━━ DATA SUPPLIED
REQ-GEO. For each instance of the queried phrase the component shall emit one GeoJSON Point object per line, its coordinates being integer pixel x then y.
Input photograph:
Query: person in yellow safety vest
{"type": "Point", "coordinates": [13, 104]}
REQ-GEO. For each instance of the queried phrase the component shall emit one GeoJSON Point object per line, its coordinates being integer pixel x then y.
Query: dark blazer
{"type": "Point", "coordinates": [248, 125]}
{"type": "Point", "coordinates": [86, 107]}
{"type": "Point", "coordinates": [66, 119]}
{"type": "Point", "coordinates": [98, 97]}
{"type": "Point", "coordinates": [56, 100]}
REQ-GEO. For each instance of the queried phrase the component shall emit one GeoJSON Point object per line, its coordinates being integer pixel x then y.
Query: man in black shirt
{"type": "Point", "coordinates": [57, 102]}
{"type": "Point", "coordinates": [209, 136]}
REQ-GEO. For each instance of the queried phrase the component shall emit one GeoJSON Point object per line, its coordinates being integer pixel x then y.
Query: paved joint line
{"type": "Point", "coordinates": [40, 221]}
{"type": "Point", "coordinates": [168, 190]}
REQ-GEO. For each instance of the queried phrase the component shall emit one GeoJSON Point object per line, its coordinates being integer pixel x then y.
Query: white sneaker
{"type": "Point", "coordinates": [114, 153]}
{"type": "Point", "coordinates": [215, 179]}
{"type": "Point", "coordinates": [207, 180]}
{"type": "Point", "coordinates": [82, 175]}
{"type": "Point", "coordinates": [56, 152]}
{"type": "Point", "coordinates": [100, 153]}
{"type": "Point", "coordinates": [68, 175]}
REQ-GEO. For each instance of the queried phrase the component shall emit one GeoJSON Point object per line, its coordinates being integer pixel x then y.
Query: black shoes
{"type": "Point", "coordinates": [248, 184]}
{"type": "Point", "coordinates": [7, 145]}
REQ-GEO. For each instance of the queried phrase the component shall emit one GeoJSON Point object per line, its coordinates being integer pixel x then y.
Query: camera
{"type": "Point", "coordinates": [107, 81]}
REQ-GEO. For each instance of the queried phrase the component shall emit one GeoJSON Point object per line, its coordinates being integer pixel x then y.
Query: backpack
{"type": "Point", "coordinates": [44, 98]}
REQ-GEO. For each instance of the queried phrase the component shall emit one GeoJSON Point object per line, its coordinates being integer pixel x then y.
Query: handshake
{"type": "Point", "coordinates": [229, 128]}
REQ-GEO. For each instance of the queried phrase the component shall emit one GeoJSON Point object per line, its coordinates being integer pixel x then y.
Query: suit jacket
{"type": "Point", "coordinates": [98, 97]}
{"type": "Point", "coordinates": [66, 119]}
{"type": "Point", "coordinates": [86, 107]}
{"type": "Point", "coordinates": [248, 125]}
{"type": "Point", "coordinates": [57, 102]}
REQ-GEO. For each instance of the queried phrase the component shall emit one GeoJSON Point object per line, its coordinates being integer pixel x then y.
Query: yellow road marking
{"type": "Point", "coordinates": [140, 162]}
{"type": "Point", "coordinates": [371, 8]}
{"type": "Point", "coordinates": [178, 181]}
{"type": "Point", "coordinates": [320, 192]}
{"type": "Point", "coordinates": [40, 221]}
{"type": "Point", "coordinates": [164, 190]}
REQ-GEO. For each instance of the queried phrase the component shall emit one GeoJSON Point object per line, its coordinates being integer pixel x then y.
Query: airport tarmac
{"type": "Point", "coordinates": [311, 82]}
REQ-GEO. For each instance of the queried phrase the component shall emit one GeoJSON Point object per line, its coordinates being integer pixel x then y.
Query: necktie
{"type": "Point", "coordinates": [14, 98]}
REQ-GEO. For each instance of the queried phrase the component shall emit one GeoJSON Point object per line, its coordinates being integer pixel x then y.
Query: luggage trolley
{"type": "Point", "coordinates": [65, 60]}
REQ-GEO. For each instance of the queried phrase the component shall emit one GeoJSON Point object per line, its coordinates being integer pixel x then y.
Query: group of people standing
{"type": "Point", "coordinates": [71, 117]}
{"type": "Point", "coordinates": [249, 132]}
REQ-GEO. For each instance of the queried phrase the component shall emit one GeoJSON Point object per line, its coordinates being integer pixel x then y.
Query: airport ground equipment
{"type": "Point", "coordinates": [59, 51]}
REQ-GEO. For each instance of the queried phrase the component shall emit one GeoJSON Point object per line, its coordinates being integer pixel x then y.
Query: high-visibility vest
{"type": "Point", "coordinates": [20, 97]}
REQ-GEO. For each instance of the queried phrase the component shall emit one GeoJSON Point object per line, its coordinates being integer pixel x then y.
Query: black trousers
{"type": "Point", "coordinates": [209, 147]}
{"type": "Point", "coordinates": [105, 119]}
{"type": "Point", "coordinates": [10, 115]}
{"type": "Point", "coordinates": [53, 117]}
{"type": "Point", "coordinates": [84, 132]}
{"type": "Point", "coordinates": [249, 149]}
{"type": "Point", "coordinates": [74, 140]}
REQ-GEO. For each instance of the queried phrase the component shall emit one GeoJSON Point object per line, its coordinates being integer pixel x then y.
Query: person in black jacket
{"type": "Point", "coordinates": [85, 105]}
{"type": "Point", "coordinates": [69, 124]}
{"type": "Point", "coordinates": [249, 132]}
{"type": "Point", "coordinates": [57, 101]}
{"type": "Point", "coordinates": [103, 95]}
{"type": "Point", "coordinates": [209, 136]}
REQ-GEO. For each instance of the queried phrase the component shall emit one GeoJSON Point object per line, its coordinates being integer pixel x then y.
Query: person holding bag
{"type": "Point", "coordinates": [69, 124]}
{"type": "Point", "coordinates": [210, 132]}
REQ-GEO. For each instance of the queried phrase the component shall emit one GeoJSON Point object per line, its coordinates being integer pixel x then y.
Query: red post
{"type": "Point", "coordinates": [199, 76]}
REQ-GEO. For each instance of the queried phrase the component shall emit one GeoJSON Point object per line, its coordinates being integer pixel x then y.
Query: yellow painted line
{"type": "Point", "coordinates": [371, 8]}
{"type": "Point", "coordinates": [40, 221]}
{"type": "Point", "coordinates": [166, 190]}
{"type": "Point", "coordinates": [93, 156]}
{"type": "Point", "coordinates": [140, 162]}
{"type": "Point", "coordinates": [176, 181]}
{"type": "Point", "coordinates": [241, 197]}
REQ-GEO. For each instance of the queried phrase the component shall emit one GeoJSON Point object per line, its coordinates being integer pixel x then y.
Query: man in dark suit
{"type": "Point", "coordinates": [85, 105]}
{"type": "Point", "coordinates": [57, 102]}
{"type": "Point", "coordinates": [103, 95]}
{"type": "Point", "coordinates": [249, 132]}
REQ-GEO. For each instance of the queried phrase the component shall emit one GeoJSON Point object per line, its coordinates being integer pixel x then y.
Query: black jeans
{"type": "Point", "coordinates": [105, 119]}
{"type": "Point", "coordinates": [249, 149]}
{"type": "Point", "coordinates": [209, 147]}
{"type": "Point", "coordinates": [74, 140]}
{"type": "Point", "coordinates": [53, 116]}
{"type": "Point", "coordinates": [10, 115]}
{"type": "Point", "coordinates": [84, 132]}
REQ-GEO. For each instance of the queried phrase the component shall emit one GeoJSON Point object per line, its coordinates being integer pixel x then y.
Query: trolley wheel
━━━━
THE TASK
Copy each line above exactly as it stands.

SOLUTION
REQ-GEO. For each instance of the queried phrase the component shall emit one GeoJSON Point object per line, its coordinates being integer pixel x then y.
Input photograph:
Query: person in yellow safety vest
{"type": "Point", "coordinates": [13, 104]}
REQ-GEO. For each instance of the queried phrase the component shall emit one GeoJSON Point object per line, its coordinates being integer pixel x then y.
Query: dark blazer
{"type": "Point", "coordinates": [248, 125]}
{"type": "Point", "coordinates": [86, 107]}
{"type": "Point", "coordinates": [66, 119]}
{"type": "Point", "coordinates": [98, 97]}
{"type": "Point", "coordinates": [56, 100]}
REQ-GEO. For each instance of the queried phrase the component shall emit one GeoJSON Point object per line, its coordinates being integer pixel x then y.
Query: man in black shirt
{"type": "Point", "coordinates": [57, 102]}
{"type": "Point", "coordinates": [209, 136]}
REQ-GEO. For each instance of the queried phrase the component shall emit one GeoJSON Point object per line, its coordinates being integer pixel x then y.
Query: paved joint line
{"type": "Point", "coordinates": [40, 221]}
{"type": "Point", "coordinates": [168, 190]}
REQ-GEO. For each instance of the queried phrase the component shall emit one GeoJSON Point object per line, its coordinates being integer pixel x then y.
Query: white sneaker
{"type": "Point", "coordinates": [114, 153]}
{"type": "Point", "coordinates": [215, 179]}
{"type": "Point", "coordinates": [207, 180]}
{"type": "Point", "coordinates": [82, 175]}
{"type": "Point", "coordinates": [56, 152]}
{"type": "Point", "coordinates": [100, 153]}
{"type": "Point", "coordinates": [68, 175]}
REQ-GEO. For each instance of the queried phrase the component shall emit one GeoJSON Point object per line, its coordinates being integer pixel x then y.
Query: black shoes
{"type": "Point", "coordinates": [248, 184]}
{"type": "Point", "coordinates": [7, 145]}
REQ-GEO. For each instance of the queried phrase the component shall emit one GeoJSON Point object per line, its coordinates being integer pixel x then y.
Query: camera
{"type": "Point", "coordinates": [107, 81]}
REQ-GEO. For each instance of the queried phrase the component shall emit one GeoJSON Point object per line, its coordinates being integer pixel x then y.
Query: backpack
{"type": "Point", "coordinates": [44, 98]}
REQ-GEO. For each instance of the queried phrase the component shall emit one GeoJSON Point object per line, its coordinates being integer pixel x then y.
Query: handshake
{"type": "Point", "coordinates": [229, 128]}
REQ-GEO. For each instance of the queried phrase the component shall emit one GeoJSON Point object per line, its coordinates being integer pixel x then y.
Query: suit jacket
{"type": "Point", "coordinates": [98, 97]}
{"type": "Point", "coordinates": [66, 119]}
{"type": "Point", "coordinates": [86, 107]}
{"type": "Point", "coordinates": [248, 125]}
{"type": "Point", "coordinates": [57, 102]}
REQ-GEO. For each instance of the queried phrase the component shall emit one GeoJSON Point object per line, its coordinates being integer pixel x then y.
Query: yellow road marking
{"type": "Point", "coordinates": [140, 162]}
{"type": "Point", "coordinates": [371, 8]}
{"type": "Point", "coordinates": [178, 181]}
{"type": "Point", "coordinates": [320, 192]}
{"type": "Point", "coordinates": [40, 221]}
{"type": "Point", "coordinates": [164, 190]}
REQ-GEO. For each instance of the queried phrase the component shall emit one GeoJSON Point object per line, its coordinates being integer pixel x then y.
Query: airport tarmac
{"type": "Point", "coordinates": [311, 82]}
REQ-GEO. For each instance of the queried phrase the component shall emit one GeoJSON Point object per line, its coordinates being integer pixel x then y.
Query: necktie
{"type": "Point", "coordinates": [14, 98]}
REQ-GEO. For each instance of the queried phrase the component shall emit one GeoJSON Point object per line, its coordinates being integer pixel x then y.
Query: luggage trolley
{"type": "Point", "coordinates": [65, 60]}
REQ-GEO. For each instance of the queried phrase the component shall emit one GeoJSON Point object per line, its coordinates being integer pixel x then y.
Query: group of people standing
{"type": "Point", "coordinates": [71, 117]}
{"type": "Point", "coordinates": [249, 132]}
REQ-GEO. For each instance of the queried phrase the component shall emit one GeoJSON Point object per line, its coordinates being integer pixel x then y.
Query: airport ground equipment
{"type": "Point", "coordinates": [59, 51]}
REQ-GEO. For each instance of the queried phrase the component shall emit one GeoJSON Point object per line, its coordinates being integer pixel x then y.
Query: high-visibility vest
{"type": "Point", "coordinates": [20, 97]}
REQ-GEO. For each instance of the queried phrase the component shall emit one GeoJSON Point object per line, its coordinates being integer pixel x then y.
Query: black trousers
{"type": "Point", "coordinates": [209, 147]}
{"type": "Point", "coordinates": [105, 119]}
{"type": "Point", "coordinates": [10, 115]}
{"type": "Point", "coordinates": [53, 117]}
{"type": "Point", "coordinates": [84, 132]}
{"type": "Point", "coordinates": [249, 149]}
{"type": "Point", "coordinates": [74, 140]}
REQ-GEO. For each instance of the queried phrase the component shall emit one GeoJSON Point object per line, its coordinates being integer pixel x then y.
Query: person in black jacket
{"type": "Point", "coordinates": [85, 105]}
{"type": "Point", "coordinates": [69, 124]}
{"type": "Point", "coordinates": [249, 132]}
{"type": "Point", "coordinates": [57, 101]}
{"type": "Point", "coordinates": [103, 95]}
{"type": "Point", "coordinates": [209, 136]}
REQ-GEO. For each instance of the queried phrase the component shall emit one GeoJSON Point object per line, its coordinates being integer pixel x then y.
Query: person holding bag
{"type": "Point", "coordinates": [69, 124]}
{"type": "Point", "coordinates": [210, 132]}
REQ-GEO. For each instance of the queried phrase the component shall emit one GeoJSON Point object per line, its coordinates being integer pixel x then y.
Query: red post
{"type": "Point", "coordinates": [199, 76]}
REQ-GEO. For each instance of the queried phrase the component shall emit one GeoJSON Point object per line, its coordinates being integer pixel x then y.
Query: yellow painted line
{"type": "Point", "coordinates": [371, 8]}
{"type": "Point", "coordinates": [40, 221]}
{"type": "Point", "coordinates": [166, 190]}
{"type": "Point", "coordinates": [93, 156]}
{"type": "Point", "coordinates": [140, 162]}
{"type": "Point", "coordinates": [176, 181]}
{"type": "Point", "coordinates": [241, 197]}
REQ-GEO. For each instance of the queried phrase the component shall emit one GeoJSON Point object per line, its coordinates being integer pixel x then y.
Query: man in dark suit
{"type": "Point", "coordinates": [85, 105]}
{"type": "Point", "coordinates": [57, 102]}
{"type": "Point", "coordinates": [103, 95]}
{"type": "Point", "coordinates": [249, 132]}
REQ-GEO. For each instance of the queried phrase the component shall emit one GeoJSON Point object per line, its coordinates being integer pixel x then y.
Query: black jeans
{"type": "Point", "coordinates": [105, 119]}
{"type": "Point", "coordinates": [249, 149]}
{"type": "Point", "coordinates": [209, 147]}
{"type": "Point", "coordinates": [74, 140]}
{"type": "Point", "coordinates": [53, 116]}
{"type": "Point", "coordinates": [10, 115]}
{"type": "Point", "coordinates": [84, 132]}
REQ-GEO. For each instance of the queried phrase the component shall emit one GeoJSON Point object per line, its coordinates being integer pixel x then y.
Query: trolley wheel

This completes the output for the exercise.